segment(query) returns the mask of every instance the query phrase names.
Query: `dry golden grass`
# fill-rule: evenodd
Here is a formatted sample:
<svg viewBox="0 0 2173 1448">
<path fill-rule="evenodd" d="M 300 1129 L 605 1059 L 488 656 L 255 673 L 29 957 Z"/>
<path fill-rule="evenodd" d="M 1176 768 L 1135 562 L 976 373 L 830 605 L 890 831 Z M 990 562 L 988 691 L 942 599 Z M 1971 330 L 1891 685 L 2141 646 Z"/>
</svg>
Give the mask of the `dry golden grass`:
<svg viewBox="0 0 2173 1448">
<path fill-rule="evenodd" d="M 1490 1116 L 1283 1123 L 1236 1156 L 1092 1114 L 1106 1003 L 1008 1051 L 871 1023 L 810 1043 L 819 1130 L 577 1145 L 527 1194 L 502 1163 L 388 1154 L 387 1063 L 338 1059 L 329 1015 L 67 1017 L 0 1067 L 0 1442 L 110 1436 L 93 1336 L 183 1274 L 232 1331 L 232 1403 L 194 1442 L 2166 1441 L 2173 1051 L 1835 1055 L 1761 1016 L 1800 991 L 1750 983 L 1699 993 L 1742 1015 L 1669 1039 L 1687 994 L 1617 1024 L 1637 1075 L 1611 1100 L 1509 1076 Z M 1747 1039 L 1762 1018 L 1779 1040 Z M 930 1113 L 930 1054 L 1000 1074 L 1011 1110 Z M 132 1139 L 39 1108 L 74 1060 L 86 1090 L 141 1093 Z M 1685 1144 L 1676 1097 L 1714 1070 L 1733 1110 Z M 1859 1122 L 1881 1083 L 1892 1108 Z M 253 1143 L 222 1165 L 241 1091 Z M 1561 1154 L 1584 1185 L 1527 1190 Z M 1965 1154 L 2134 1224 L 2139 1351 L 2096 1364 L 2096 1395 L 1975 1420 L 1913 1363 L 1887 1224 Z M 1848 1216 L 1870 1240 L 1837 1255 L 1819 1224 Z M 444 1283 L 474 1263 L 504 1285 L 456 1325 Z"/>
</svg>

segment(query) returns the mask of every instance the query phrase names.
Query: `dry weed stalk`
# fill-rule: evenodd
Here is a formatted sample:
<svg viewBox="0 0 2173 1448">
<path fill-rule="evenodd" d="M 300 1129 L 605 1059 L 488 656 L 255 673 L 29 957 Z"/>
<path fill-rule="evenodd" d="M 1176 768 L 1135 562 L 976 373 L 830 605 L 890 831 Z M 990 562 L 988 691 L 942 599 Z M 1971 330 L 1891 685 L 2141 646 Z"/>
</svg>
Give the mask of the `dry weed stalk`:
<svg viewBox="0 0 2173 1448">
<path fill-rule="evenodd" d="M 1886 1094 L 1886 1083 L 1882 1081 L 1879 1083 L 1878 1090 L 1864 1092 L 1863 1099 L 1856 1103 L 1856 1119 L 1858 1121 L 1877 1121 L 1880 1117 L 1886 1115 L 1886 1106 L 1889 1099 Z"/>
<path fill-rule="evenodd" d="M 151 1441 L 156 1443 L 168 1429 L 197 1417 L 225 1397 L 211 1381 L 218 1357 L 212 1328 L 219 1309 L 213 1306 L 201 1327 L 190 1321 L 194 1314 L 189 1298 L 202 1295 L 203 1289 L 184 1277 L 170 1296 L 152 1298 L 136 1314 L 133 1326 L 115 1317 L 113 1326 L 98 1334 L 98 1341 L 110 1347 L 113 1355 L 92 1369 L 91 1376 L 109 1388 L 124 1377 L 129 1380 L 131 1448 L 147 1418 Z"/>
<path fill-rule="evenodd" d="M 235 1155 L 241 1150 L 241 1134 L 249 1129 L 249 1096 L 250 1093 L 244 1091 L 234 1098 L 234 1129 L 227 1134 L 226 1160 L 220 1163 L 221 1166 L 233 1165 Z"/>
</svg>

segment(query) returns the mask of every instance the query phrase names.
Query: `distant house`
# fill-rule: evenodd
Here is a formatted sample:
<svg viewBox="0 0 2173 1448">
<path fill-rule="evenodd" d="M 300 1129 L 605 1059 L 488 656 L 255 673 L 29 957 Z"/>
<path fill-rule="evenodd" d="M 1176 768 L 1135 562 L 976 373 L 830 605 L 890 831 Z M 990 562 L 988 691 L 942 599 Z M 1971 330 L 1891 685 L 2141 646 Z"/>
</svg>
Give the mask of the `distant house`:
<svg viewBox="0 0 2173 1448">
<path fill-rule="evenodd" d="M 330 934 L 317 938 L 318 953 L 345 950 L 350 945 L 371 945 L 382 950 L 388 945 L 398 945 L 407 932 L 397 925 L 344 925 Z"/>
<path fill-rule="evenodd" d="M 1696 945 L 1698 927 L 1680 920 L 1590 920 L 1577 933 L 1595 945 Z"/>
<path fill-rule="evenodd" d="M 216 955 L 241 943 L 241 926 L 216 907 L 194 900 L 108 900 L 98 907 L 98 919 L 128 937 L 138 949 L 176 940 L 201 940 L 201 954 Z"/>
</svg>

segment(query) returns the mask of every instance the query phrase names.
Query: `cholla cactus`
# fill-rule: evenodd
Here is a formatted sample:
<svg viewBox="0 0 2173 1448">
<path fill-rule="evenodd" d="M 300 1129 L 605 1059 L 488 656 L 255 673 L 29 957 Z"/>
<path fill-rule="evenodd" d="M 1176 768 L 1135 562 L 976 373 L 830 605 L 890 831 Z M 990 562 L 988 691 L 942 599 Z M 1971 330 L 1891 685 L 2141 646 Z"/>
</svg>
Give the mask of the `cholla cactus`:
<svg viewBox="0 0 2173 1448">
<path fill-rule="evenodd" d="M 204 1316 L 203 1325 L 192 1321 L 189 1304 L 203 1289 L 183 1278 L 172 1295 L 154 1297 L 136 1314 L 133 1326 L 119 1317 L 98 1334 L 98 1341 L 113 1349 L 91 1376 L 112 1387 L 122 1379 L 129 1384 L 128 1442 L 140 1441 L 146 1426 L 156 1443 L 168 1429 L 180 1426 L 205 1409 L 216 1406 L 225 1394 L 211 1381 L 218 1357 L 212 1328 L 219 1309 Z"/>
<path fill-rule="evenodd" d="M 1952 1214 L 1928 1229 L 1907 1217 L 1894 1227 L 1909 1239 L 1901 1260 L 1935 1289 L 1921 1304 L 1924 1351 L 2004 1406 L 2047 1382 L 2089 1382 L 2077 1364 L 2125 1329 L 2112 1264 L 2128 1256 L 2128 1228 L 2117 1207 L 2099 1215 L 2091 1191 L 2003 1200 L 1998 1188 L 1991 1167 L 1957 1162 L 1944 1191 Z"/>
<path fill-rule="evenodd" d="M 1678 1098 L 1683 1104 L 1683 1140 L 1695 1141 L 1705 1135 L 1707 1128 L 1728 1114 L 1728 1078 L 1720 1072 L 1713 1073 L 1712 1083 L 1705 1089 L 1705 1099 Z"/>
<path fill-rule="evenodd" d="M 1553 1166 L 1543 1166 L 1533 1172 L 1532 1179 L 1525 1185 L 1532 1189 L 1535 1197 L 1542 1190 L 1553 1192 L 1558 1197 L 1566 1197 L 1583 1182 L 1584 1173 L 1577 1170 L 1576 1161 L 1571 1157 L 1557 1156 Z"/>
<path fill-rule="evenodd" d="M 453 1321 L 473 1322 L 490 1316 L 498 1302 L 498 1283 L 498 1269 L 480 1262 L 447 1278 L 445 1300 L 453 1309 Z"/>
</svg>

============

* PROMPT:
Give back the data above word for word.

* TASK ANSWER:
segment(query) returns the mask of every instance the query phrase names.
Query: `dry golden grass`
# fill-rule: evenodd
Here is a formatted sample:
<svg viewBox="0 0 2173 1448">
<path fill-rule="evenodd" d="M 300 1129 L 605 1059 L 488 656 L 255 673 L 29 957 Z"/>
<path fill-rule="evenodd" d="M 1176 768 L 1135 562 L 976 373 L 830 605 L 890 831 Z M 990 562 L 988 691 L 942 599 Z M 1971 330 L 1891 685 L 2141 646 Z"/>
</svg>
Give the mask of the `dry golden grass`:
<svg viewBox="0 0 2173 1448">
<path fill-rule="evenodd" d="M 1490 1116 L 1283 1123 L 1236 1156 L 1092 1114 L 1106 1003 L 1008 1051 L 871 1023 L 810 1043 L 819 1130 L 577 1145 L 527 1194 L 502 1163 L 388 1154 L 387 1063 L 338 1059 L 329 1015 L 67 1017 L 0 1067 L 0 1442 L 110 1436 L 93 1336 L 183 1274 L 232 1331 L 232 1403 L 194 1442 L 2166 1441 L 2173 1051 L 1835 1055 L 1761 1016 L 1800 991 L 1750 983 L 1699 993 L 1742 1015 L 1669 1039 L 1687 994 L 1617 1024 L 1637 1075 L 1611 1100 L 1509 1076 Z M 1747 1039 L 1762 1018 L 1779 1040 Z M 930 1113 L 930 1054 L 1000 1074 L 1011 1110 Z M 132 1139 L 39 1108 L 74 1060 L 86 1090 L 141 1093 Z M 1685 1144 L 1676 1097 L 1714 1070 L 1733 1110 Z M 1859 1122 L 1881 1083 L 1892 1108 Z M 253 1143 L 222 1165 L 241 1091 Z M 1561 1154 L 1584 1185 L 1527 1190 Z M 1965 1154 L 2134 1224 L 2139 1351 L 2096 1364 L 2096 1395 L 1975 1420 L 1913 1363 L 1887 1224 Z M 1848 1216 L 1870 1240 L 1837 1255 L 1819 1224 Z M 444 1283 L 474 1263 L 504 1285 L 456 1325 Z"/>
</svg>

segment(query) returns the mask of every instance the query phrase names.
Query: `dry weed stalk`
# fill-rule: evenodd
Here is a formatted sample:
<svg viewBox="0 0 2173 1448">
<path fill-rule="evenodd" d="M 300 1129 L 605 1059 L 488 656 L 255 673 L 29 957 Z"/>
<path fill-rule="evenodd" d="M 1176 768 L 1135 562 L 976 373 L 830 605 L 890 831 Z M 990 562 L 988 691 L 942 599 Z M 1971 330 L 1891 685 L 2141 646 Z"/>
</svg>
Give the mask of the `dry weed stalk`:
<svg viewBox="0 0 2173 1448">
<path fill-rule="evenodd" d="M 1886 1094 L 1886 1083 L 1882 1081 L 1879 1083 L 1878 1090 L 1864 1092 L 1863 1099 L 1856 1103 L 1856 1119 L 1858 1121 L 1877 1121 L 1880 1117 L 1886 1115 L 1886 1106 L 1889 1099 Z"/>
<path fill-rule="evenodd" d="M 151 1441 L 156 1443 L 168 1429 L 197 1417 L 225 1397 L 211 1381 L 218 1357 L 212 1328 L 219 1309 L 213 1306 L 201 1327 L 190 1321 L 194 1314 L 189 1298 L 202 1295 L 203 1289 L 184 1277 L 170 1296 L 152 1298 L 136 1314 L 133 1326 L 115 1317 L 113 1326 L 98 1334 L 98 1341 L 110 1347 L 113 1355 L 92 1369 L 91 1376 L 109 1388 L 124 1377 L 129 1380 L 131 1448 L 147 1418 Z"/>
<path fill-rule="evenodd" d="M 235 1155 L 241 1150 L 241 1134 L 249 1129 L 249 1096 L 250 1093 L 244 1091 L 234 1098 L 234 1129 L 227 1134 L 226 1160 L 220 1163 L 221 1166 L 233 1165 Z"/>
</svg>

segment(query) returns the mask of every instance the query phrase names.
Query: `distant house`
# fill-rule: evenodd
Here is a formatted sample:
<svg viewBox="0 0 2173 1448">
<path fill-rule="evenodd" d="M 300 1129 L 605 1059 L 488 656 L 255 673 L 29 957 Z"/>
<path fill-rule="evenodd" d="M 1176 768 L 1135 562 L 976 373 L 830 605 L 890 831 Z M 990 562 L 988 691 L 942 599 Z M 1971 330 L 1891 685 L 2141 646 Z"/>
</svg>
Give the mask of the `distant house`:
<svg viewBox="0 0 2173 1448">
<path fill-rule="evenodd" d="M 330 934 L 317 938 L 318 953 L 345 950 L 350 945 L 371 945 L 382 950 L 388 945 L 398 945 L 407 932 L 397 925 L 344 925 Z"/>
<path fill-rule="evenodd" d="M 1696 945 L 1698 927 L 1680 920 L 1590 920 L 1577 933 L 1595 945 Z"/>
<path fill-rule="evenodd" d="M 216 955 L 241 943 L 241 926 L 216 907 L 194 900 L 108 900 L 98 907 L 98 919 L 128 937 L 138 949 L 176 940 L 201 940 L 201 954 Z"/>
</svg>

segment(query) returns the mask of every instance the query phrase names.
Query: `cholla cactus`
# fill-rule: evenodd
Here is a formatted sample:
<svg viewBox="0 0 2173 1448">
<path fill-rule="evenodd" d="M 300 1129 L 605 1059 L 488 656 L 255 673 L 29 957 Z"/>
<path fill-rule="evenodd" d="M 1176 768 L 1135 562 L 976 373 L 830 605 L 890 831 Z M 990 562 L 988 691 L 942 599 Z M 1971 330 L 1891 685 L 2141 646 Z"/>
</svg>
Give the mask of the `cholla cactus`:
<svg viewBox="0 0 2173 1448">
<path fill-rule="evenodd" d="M 204 1316 L 203 1325 L 192 1321 L 189 1304 L 203 1289 L 183 1278 L 172 1295 L 154 1297 L 136 1314 L 133 1326 L 119 1317 L 98 1334 L 98 1341 L 113 1349 L 91 1376 L 112 1387 L 122 1379 L 129 1384 L 128 1442 L 140 1441 L 146 1426 L 156 1443 L 168 1429 L 180 1426 L 205 1409 L 216 1406 L 225 1394 L 211 1381 L 218 1357 L 212 1328 L 219 1309 Z"/>
<path fill-rule="evenodd" d="M 1952 1214 L 1928 1229 L 1907 1217 L 1894 1227 L 1909 1239 L 1901 1260 L 1935 1289 L 1921 1304 L 1924 1351 L 2004 1406 L 2047 1382 L 2089 1382 L 2077 1364 L 2125 1329 L 2112 1264 L 2128 1256 L 2128 1228 L 2117 1207 L 2099 1215 L 2091 1191 L 2003 1200 L 1998 1188 L 1991 1167 L 1957 1162 L 1944 1191 Z"/>
<path fill-rule="evenodd" d="M 1678 1098 L 1683 1104 L 1683 1140 L 1695 1141 L 1705 1135 L 1707 1128 L 1728 1114 L 1728 1078 L 1720 1072 L 1713 1073 L 1712 1083 L 1705 1089 L 1705 1099 Z"/>
<path fill-rule="evenodd" d="M 1553 1166 L 1543 1166 L 1533 1172 L 1532 1179 L 1525 1185 L 1532 1189 L 1535 1197 L 1542 1190 L 1553 1192 L 1558 1197 L 1566 1197 L 1583 1182 L 1584 1173 L 1577 1170 L 1576 1161 L 1571 1157 L 1557 1156 Z"/>
<path fill-rule="evenodd" d="M 453 1321 L 473 1322 L 490 1316 L 498 1302 L 498 1283 L 498 1269 L 480 1262 L 447 1278 L 445 1300 L 453 1309 Z"/>
</svg>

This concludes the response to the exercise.